• _本文_
○ ○ ○ ○

初めましての方は初めまして。お久しぶりの方はお久しぶりです。COMです。
久しぶりになんとか作品を投稿することができ、一位というありがたい評価を頂いたことに心から感謝します。
実はこの作品、以前の帰ってきた変態小説大会に向けて書いていた作品だったのですが、色々とゴタゴタが重なってしまいエントリーそのものを断念しました。
そんな作品だったのですが、今回運良く時間の都合がついたため埃を被ったままなのはもったいないと思い、作品として纏めあげた結果、色んな方に読んでもらえたのは私にとっても嬉しかったです。
ポケモン作品は久し振りに映画で『君に決めた!』と『みんなの物語』を見たこともあり、熱も戻ってきてるので何かしら活動は続けたいと考えています。
なのでまた機会があれば次の作品で読者の方と触れ合えたらと考えています。

作品の感想はコメ返しの方で


とてもよかったです (2018/10/07(日) 15:43)
>ありがとうございます。

ポケモンとトレーナーの関係にもいろいろありますねぇ (2018/10/08(月) 10:58)
>ポケモン世界だけでもトレーナーにコーディネーター、ドクター、レンジャー…と上げればキリがないほどなので、
 愛の一つの形ということで。

まずもってこれだけの長編を纏めきるというだけで感服です。

○ ○ ○ ○

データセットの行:
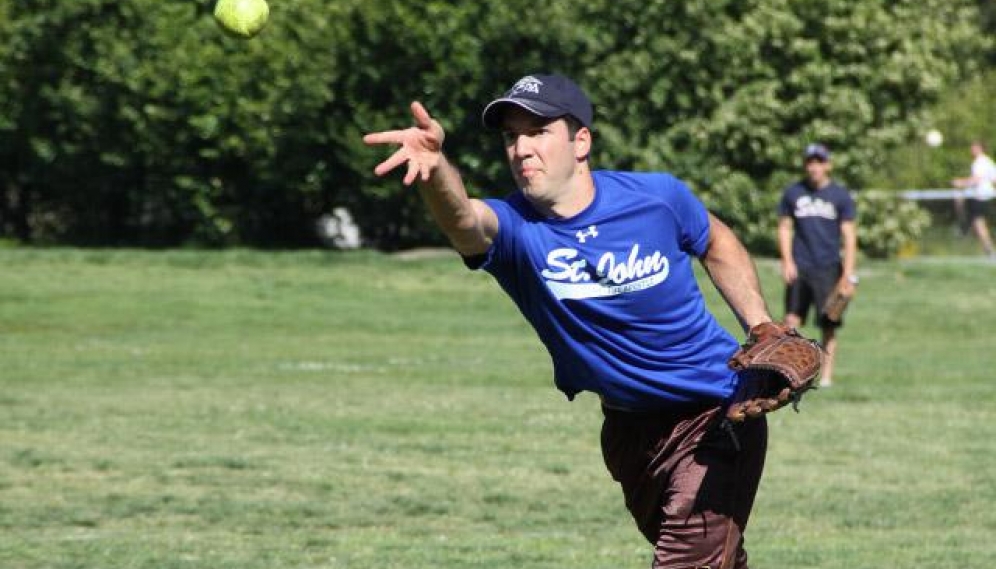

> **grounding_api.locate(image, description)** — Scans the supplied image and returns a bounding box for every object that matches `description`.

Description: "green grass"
[0,249,996,569]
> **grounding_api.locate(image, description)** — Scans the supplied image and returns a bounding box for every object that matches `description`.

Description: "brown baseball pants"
[602,407,768,569]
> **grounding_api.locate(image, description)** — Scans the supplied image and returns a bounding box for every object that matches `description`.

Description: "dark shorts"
[965,198,989,220]
[785,265,844,328]
[602,407,768,569]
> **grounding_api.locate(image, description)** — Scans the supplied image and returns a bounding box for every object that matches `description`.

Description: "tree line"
[0,0,994,252]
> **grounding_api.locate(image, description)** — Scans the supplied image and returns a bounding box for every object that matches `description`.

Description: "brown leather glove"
[726,322,825,422]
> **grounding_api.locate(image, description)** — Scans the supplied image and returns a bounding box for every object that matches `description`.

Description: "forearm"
[841,222,858,276]
[418,155,487,255]
[701,219,771,330]
[778,218,794,263]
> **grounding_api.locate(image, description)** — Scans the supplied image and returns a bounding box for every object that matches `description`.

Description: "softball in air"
[926,129,944,148]
[214,0,270,38]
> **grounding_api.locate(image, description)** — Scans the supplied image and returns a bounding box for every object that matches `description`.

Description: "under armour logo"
[574,225,598,243]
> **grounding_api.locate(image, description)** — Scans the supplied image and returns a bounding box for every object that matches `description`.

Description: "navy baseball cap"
[804,144,830,162]
[481,74,595,129]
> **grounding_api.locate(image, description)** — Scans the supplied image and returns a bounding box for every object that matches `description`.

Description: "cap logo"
[506,75,543,97]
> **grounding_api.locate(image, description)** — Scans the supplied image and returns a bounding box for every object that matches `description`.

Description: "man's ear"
[574,126,591,162]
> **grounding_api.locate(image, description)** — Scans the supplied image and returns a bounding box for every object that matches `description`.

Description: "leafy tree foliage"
[0,0,992,251]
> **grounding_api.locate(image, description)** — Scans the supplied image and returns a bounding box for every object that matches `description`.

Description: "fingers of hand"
[374,148,410,176]
[404,160,421,186]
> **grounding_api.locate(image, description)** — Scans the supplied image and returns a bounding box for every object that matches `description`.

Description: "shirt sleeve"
[778,188,793,217]
[668,177,709,257]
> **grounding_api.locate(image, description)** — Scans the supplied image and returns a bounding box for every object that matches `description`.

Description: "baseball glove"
[726,322,825,422]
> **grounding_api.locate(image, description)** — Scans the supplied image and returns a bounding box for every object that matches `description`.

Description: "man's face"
[502,107,591,204]
[806,158,833,188]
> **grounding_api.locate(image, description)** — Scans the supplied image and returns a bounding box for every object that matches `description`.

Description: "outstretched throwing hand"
[363,101,446,186]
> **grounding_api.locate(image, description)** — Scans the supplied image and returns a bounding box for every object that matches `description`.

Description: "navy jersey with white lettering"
[778,181,856,269]
[472,171,737,408]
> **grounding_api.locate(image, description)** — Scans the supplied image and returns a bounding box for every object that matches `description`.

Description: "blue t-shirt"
[472,171,737,408]
[778,181,856,270]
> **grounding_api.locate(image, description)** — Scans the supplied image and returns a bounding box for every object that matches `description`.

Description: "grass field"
[0,249,996,569]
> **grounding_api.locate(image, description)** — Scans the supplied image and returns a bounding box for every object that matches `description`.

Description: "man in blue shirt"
[364,75,771,569]
[778,144,858,387]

○ ○ ○ ○

• _以下の課題_
1 > 本文の「初めましての方は初めまして。お久しぶりの方はお久しぶりです。COMです。」で始まり「なのでまた機会があれば次の作品で読者の方と触れ合えたらと考えています。」までの部分を、「映画」を「劇場版」に入れ替えて書き出せ。
2 > 本文に照らして、次の(a)〜(c)がそれぞれ合っているかを答えよ。
(a) この作品は以前の帰ってきた変態小説大会にエントリーされた。
(b) 筆者は『君に決めた!』と『みんなの物語』を映画で見た。
(c) この作品は一位という評価を受けた。

• _解答一覧_
1 >
初めましての方は初めまして。お久しぶりの方はお久しぶりです。COMです。
久しぶりになんとか作品を投稿することができ、一位というありがたい評価を頂いたことに心から感謝します。
実はこの作品、以前の帰ってきた変態小説大会に向けて書いていた作品だったのですが、色々とゴタゴタが重なってしまいエントリーそのものを断念しました。
そんな作品だったのですが、今回運良く時間の都合がついたため埃を被ったままなのはもったいないと思い、作品として纏めあげた結果、色んな方に読んでもらえたのは私にとっても嬉しかったです。
ポケモン作品は久し振りに劇場版で『君に決めた!』と『みんなの物語』を見たこともあり、熱も戻ってきてるので何かしら活動は続けたいと考えています。
なのでまた機会があれば次の作品で読者の方と触れ合えたらと考えています。

2 >
(a) いいえ。「エントリーそのものを断念しました」
(b) はい。「久し振りに映画で『君に決めた!』と『みんなの物語』を見た」
(c) はい。「一位というありがたい評価を頂いた」